___ Entries

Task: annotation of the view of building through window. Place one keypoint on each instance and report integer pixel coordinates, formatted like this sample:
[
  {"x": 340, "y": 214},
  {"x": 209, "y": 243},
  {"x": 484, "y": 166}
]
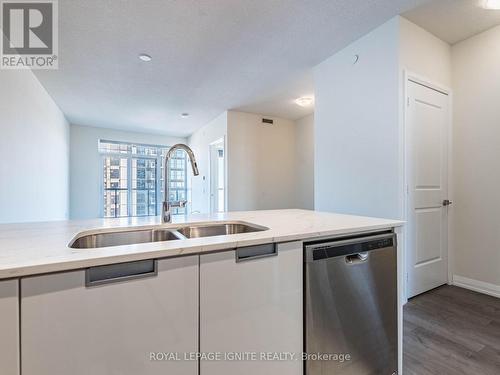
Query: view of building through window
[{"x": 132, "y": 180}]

______
___ Entries

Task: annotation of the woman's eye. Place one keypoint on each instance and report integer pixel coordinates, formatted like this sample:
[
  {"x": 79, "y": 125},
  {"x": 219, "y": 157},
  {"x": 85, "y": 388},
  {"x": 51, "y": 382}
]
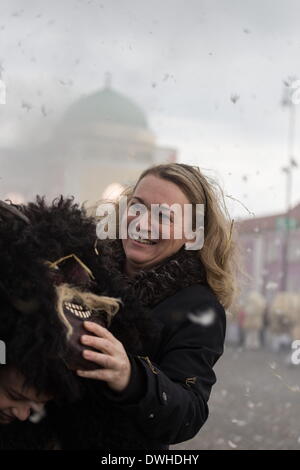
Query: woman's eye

______
___ Entries

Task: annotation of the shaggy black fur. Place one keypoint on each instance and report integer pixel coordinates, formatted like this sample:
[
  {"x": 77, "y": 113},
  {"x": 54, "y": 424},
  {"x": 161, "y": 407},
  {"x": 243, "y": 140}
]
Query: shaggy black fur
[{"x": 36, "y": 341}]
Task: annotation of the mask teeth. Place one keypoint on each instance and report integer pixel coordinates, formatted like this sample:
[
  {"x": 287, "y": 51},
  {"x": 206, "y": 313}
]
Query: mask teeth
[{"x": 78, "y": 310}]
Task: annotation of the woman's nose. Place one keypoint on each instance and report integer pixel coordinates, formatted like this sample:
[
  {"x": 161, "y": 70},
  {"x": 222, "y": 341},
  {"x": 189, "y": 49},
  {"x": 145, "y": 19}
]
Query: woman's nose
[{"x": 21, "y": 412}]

______

▶ Given request:
Please swap "woman's" for "man's" in the records, from the line with "Task: annotation of the woman's eye." to the line with "Query: woman's eye", and give those lines again with nothing else changed. Leave the pictures out of your answer.

▶ Solution to the exercise:
Task: annotation of the man's eye. Place one keypoint on each instance and report integer pixel coordinates, formatted like this sample:
[
  {"x": 79, "y": 125},
  {"x": 219, "y": 157},
  {"x": 85, "y": 388},
  {"x": 51, "y": 382}
]
Query: man's eye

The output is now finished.